Required actions:
1 - In the passage on the Senate filibuster, what vote threshold have senators placed on the motion to end debate?
2 - Write the next part of the passage on the Senate filibuster, picking up after its final sentence.

Supplied text:
In a political system defined by its actors’ constant desire for more power, the American Senate continues to confuse the public as it keeps restricting its own capabilities. The U.S. Senate is one of the most powerful governing bodies on earth, with jurisdiction over the world’s largest economy, an unrivaled military force, and over 300 million citizens. And yet, congressional leaders must ask a career hill staffer for permission to raise the minimum wage, a request she has infamously denied.
A raise for millions of Americans (along with dozens of overwhelmingly popular policies such as democracy reform and gun control) can be killed by one parliamentarian saying “no” because of a self-imposed rule related to the Senate filibuster. The U.S. Constitution allows both chambers of Congress to pass legislation with a simple majority of votes (50% + 1), of which the House of Representatives takes full advantage. On the other hand, the Senate allows for unlimited debate, which must conclude before the body may vote on the underlying bill. Should opponents of a bill never stop talking, also known as a filibuster, the legislation will die unless the Senate agrees to end debate and proceed to a floor vote, a motion on which senators have willingly placed a 60% vote threshold. This threshold effectively means that legislation cannot pass the Senate unless it has the support of 60 senators—with few exceptions.

(Extracted rows)

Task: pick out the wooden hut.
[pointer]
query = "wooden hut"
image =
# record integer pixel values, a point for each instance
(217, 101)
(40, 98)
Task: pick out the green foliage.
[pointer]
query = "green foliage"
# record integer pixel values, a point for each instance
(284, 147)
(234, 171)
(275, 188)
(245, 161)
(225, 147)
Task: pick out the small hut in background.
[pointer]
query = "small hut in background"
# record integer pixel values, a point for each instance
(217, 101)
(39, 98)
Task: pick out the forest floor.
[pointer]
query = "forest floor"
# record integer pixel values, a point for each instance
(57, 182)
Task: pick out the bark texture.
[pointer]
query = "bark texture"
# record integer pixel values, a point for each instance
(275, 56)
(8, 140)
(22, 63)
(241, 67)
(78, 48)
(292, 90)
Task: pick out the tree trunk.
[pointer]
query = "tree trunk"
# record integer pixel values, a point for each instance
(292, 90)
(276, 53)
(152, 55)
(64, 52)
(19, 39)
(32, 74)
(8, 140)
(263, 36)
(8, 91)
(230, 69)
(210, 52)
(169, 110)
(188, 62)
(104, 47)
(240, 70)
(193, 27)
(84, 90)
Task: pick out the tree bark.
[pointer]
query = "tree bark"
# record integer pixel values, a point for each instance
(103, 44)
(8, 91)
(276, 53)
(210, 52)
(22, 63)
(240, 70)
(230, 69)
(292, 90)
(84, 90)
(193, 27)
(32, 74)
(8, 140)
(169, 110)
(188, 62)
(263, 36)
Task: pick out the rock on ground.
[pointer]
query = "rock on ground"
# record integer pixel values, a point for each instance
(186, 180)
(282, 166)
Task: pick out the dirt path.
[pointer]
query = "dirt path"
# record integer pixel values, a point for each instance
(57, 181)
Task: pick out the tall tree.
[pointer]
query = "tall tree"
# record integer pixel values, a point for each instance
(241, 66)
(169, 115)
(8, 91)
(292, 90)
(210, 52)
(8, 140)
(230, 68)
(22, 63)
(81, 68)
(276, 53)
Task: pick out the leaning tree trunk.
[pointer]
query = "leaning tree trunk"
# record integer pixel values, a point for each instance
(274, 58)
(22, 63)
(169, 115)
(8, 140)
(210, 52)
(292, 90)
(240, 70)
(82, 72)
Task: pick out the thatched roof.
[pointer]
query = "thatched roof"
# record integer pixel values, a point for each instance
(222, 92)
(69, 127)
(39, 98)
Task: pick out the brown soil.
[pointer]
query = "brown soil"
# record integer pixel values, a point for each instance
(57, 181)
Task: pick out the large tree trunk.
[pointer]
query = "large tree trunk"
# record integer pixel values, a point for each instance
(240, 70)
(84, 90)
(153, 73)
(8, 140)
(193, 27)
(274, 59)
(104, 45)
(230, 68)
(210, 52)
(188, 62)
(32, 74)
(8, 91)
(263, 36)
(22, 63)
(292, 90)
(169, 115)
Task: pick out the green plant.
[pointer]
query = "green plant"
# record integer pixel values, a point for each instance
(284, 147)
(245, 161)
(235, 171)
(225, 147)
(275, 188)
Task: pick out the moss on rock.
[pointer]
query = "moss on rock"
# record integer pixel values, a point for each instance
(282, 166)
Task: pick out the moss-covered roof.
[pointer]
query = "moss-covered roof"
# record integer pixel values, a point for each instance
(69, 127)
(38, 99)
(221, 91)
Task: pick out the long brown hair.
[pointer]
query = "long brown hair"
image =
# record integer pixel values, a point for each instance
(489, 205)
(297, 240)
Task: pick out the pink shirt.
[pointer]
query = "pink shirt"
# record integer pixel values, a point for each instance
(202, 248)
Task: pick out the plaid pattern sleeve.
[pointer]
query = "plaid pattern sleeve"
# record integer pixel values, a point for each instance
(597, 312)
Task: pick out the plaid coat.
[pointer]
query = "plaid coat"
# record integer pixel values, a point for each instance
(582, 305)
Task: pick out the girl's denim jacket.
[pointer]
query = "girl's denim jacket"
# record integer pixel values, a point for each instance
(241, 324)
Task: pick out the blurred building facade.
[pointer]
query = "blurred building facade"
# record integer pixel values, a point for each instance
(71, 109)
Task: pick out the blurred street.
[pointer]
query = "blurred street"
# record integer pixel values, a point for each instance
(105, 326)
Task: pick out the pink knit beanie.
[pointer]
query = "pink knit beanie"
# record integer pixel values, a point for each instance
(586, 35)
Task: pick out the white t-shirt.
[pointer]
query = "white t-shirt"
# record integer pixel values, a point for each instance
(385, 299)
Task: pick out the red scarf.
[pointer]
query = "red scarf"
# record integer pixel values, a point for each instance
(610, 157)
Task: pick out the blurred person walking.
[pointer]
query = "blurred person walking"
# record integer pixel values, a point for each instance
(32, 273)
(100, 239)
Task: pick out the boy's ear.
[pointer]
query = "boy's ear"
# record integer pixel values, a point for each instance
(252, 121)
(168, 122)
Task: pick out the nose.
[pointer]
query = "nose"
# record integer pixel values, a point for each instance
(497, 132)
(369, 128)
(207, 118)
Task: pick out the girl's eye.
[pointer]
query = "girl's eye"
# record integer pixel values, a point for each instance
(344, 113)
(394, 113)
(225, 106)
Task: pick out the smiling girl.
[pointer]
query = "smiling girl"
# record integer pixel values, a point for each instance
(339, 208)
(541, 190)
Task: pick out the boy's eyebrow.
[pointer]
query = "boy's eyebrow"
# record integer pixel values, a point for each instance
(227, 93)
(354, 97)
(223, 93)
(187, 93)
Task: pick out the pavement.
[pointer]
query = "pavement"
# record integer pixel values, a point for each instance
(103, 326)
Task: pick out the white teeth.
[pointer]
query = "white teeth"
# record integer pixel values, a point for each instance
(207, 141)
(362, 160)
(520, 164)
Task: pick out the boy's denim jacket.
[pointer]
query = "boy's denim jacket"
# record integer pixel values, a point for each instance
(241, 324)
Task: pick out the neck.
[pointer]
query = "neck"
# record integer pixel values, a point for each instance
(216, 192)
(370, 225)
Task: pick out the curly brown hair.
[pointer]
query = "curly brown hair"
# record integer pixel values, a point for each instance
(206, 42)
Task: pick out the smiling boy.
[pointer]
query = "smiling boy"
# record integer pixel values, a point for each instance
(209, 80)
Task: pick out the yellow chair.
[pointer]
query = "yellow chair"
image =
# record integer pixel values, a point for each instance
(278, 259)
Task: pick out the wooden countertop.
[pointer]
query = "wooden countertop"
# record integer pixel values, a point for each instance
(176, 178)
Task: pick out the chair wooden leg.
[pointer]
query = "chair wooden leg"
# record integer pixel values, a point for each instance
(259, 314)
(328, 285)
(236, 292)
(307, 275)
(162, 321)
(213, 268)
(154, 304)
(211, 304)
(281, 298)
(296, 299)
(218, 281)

Task results:
1 - A 60% vote threshold.

2 -
One such exception is a process called budget reconciliation, which was intended for the approval of budget-related legislation with a simple majority. Instead, Congressional leadership uses this process to pass initiatives (such as COVID-19 relief under President Biden, tax cuts under President Trump, and part of the Affordable Care Act under President Obama), knowing that they cannot reach the 60 votes normally required in the Senate.
Unfortunately, this method of passage restricts the types of policy that senators can include in reconciliation bills, which is where the parliamentarian comes in. This Senate staffer tells senators which pieces of the legislation they can and cannot pass through reconciliation. If this sounds complicated and convoluted—that’s because it is. Senators choose to use an inefficient process governed by strict substance requirements, subject to the whims of a parliamentarian, rather than removing the 60% vote threshold to pass legislation through the traditional manner.
To add to this madness, Senate Majority Leader Chuck Schumer has asked the parliamentarian to allow him to pass another reconciliation bill, as reconciliation is typically only done once a year at a maximum. This was never the intended function of Congress, the budget reconciliation process, or really the Congressional staff. No one designing a legislature would have accepted this as the normal procedure, since the American public chooses senators to make policy decisions, not unelected parliamentarians. Additionally, a Senate majority leader has no constitutional need to ask for permission to pass legislation (as long as it’s within Congress’s constitutional authority, of course) since Senate staff exists to assist the senators, not the other way around.
Instead of kindly requesting permission from an unelected official to pass two major pieces of legislation a year, a majority in Congress can pass an unrestricted number of bills if it chooses to do so. U.S. policy should only be limited by the wills of the public and the governing majorities in Congress—not arcane rules few understand.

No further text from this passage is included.